— start Text provided —
[PATCH 02/11] drm/amdgpu: send IVs to the KFD only after processing them v2

Christian König ckoenig.leichtzumerken at gmail.com
Mon Dec 3 16:35:55 UTC 2018


> No. As far as I can tell, you're missing these two:
>
> GFX_9_0__SRCID__CP_BAD_OPCODE_ERROR (183)
> GFX_9_0__SRCID__SQ_INTERRUPT_ID (239)
>
> 239 is used for signaling events from shaders and can be very frequent.
> Triggering an error message on those interrupts would be bad.

Mhm, then why didn't those trigger a message before?

As far as I can see we actually didn't changed the handling for that.

Christian.

Am 03.12.18 um 17:31 schrieb Kuehling, Felix:
> On 2018-12-01 9:11 a.m., Christian König wrote:
>>> Won't this break VM fault handling in KFD?
>> No, we still send all VM faults to KFD after processing them. Only
>> filtered retries are not send to the KFD any more.
> OK, I missed that src->funcs->process returning 0 means "not handled",
>> 0 means "handled". Currently I don't see any interrupt processing
> callbacks returning >0. I think that gets added in patch 4.
>
>
>>> As far as I can tell, the only code path that leave IRQs unhandled
>>> and passes them to KFD prints an error message in the kernel log. We
>>> can't have the kernel log flooded with error messages every time
>>> there are IRQs for KFD. We can get extremely high frequency
>>> interrupts for HSA signals.
>> Since the KFD didn't filtered the faults this would have a been a
>> problem before as well.
> I missed that r == 0 means not handled without being an error.
— end Text provided —
§ Required tasks:
• A. In the patch discussion, rewrite the paragraph beginning "As far as I can tell, the only code path" as a short bulleted list that keeps its main facts.
• B. According to the patch discussion, which source ID is used for signaling events from shaders?
• C. Continue the patch discussion from its final line.
The data after this point are separate from the patch discussion.
— start Record list —
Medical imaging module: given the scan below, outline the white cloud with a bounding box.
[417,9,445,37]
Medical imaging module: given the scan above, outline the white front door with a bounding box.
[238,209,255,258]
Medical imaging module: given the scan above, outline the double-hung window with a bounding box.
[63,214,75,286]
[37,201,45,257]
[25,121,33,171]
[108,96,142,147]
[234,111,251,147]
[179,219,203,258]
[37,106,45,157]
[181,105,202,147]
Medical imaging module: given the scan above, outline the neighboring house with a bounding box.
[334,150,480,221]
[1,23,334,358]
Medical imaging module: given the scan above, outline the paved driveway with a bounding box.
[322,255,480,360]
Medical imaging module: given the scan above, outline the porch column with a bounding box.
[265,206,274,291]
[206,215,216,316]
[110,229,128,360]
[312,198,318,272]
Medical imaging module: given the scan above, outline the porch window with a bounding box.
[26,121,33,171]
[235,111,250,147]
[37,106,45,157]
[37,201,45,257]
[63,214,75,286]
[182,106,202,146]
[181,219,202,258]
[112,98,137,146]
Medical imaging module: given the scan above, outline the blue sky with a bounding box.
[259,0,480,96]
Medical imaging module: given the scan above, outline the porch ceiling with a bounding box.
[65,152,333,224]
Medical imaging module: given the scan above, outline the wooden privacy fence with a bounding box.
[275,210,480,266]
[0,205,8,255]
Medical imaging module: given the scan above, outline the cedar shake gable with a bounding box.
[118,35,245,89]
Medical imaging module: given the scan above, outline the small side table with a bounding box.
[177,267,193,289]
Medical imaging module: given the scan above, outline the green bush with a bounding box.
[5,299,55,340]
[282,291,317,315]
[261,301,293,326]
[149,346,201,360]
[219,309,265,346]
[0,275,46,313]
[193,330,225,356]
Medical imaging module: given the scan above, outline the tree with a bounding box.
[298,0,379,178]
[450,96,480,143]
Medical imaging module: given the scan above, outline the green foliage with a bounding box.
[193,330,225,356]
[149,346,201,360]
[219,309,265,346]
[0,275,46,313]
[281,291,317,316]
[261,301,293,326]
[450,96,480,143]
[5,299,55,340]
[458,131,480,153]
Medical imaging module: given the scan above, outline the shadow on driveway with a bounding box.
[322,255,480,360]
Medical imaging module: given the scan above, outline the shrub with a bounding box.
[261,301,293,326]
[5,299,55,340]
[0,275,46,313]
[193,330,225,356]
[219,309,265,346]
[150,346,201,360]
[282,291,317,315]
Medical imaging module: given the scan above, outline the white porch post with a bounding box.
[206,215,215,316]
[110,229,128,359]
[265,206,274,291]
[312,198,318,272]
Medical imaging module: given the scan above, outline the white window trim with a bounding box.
— end Record list —
§ Outputs:
• A.
- The only code path that leaves IRQs unhandled and passes them to KFD prints an error message in the kernel log.
- The kernel log must not be flooded with error messages every time there are IRQs for KFD.
- HSA signals can produce extremely high-frequency interrupts.

• B. GFX_9_0__SRCID__SQ_INTERRUPT_ID (239).

• C.
>
>
>> So I'm pretty sure that we already have registered handlers for all
>> interrupts the KFD is interested in as well.
> No. As far as I can tell, you're missing these two:
>
> GFX_9_0__SRCID__CP_BAD_OPCODE_ERROR (183)
> GFX_9_0__SRCID__SQ_INTERRUPT_ID (239)
>
> 239 is used for signaling events from shaders and can be very frequent.
> Triggering an error message on those interrupts would be bad.
>
> Regards,
>    Felix
>
>
>> Regards,
>> Christian.
>>
>> Am 30.11.18 um 17:31 schrieb Kuehling, Felix:
>>> Won't this break VM fault handling in KFD? I don't see a way with the
>>> current code that you can leave some VM faults for KFD to process. If
>>> we could consider VM faults with VMIDs 8-15 as not handled in amdgpu
>>> and leave them for KFD to process, then this could work.
>>>
>>> As far as I can tell, the only code path that leave IRQs unhandled
>>> and passes them to KFD prints an error message in the kernel log. We
>>> can't have the kernel log flooded with error messages every time
>>> there are IRQs for KFD. We can get extremely high frequency
>>> interrupts for HSA signals.
>>>
>>> Regards,
>>>     Felix
>>>
>>> -----Original Message-----
>>> From: amd-gfx <amd-gfx-bounces at lists.freedesktop.org> On Behalf Of
>>> Alex Deucher
>>> Sent: Friday, November 30, 2018 10:03 AM
>>> To: Christian König <ckoenig.leichtzumerken at gmail.com>
>>> Cc: amd-gfx list <amd-gfx at lists.freedesktop.org>
>>> Subject: Re: [PATCH 02/11] drm/amdgpu: send IVs to the KFD only after
>>> processing them v2
>>>
>>> On Fri, Nov 30, 2018 at 7:36 AM Christian König
>>> <ckoenig.leichtzumerken at gmail.com> wrote:
>>>> This allows us to filter out VM faults in the GMC code.
>>>>
>>>> v2: don't filter out all faults
>>>>
>>>> Signed-off-by: Christian König <christian.koenig at amd.com>
>>> Acked-by: Alex Deucher <alexander.deucher at amd.com>
>>>
>>>> ---
>>>>    drivers/gpu/drm/amd/amdgpu/amdgpu_irq.c | 29
>>>> +++++++++++++++----------
>>>>    1 file changed, 17 insertions(+), 12 deletions(-)
>>>>
>>>> diff --git a/drivers/gpu/drm/amd/amdgpu/amdgpu_irq.c
>>>> b/drivers/gpu/drm/amd/amdgpu/amdgpu_irq.c
>>>> index 6b6524f04ce0..6db4c58ddc13 100644
>>>> --- a/drivers/gpu/drm/amd/amdgpu/amdgpu_irq.c
>>>> +++ b/drivers/gpu/drm/amd/amdgpu/amdgpu_irq.c
>>>> @@ -149,9 +149,6 @@ static void amdgpu_irq_callback(struct
>>>> amdgpu_device *adev,
>>>>           if (!amdgpu_ih_prescreen_iv(adev))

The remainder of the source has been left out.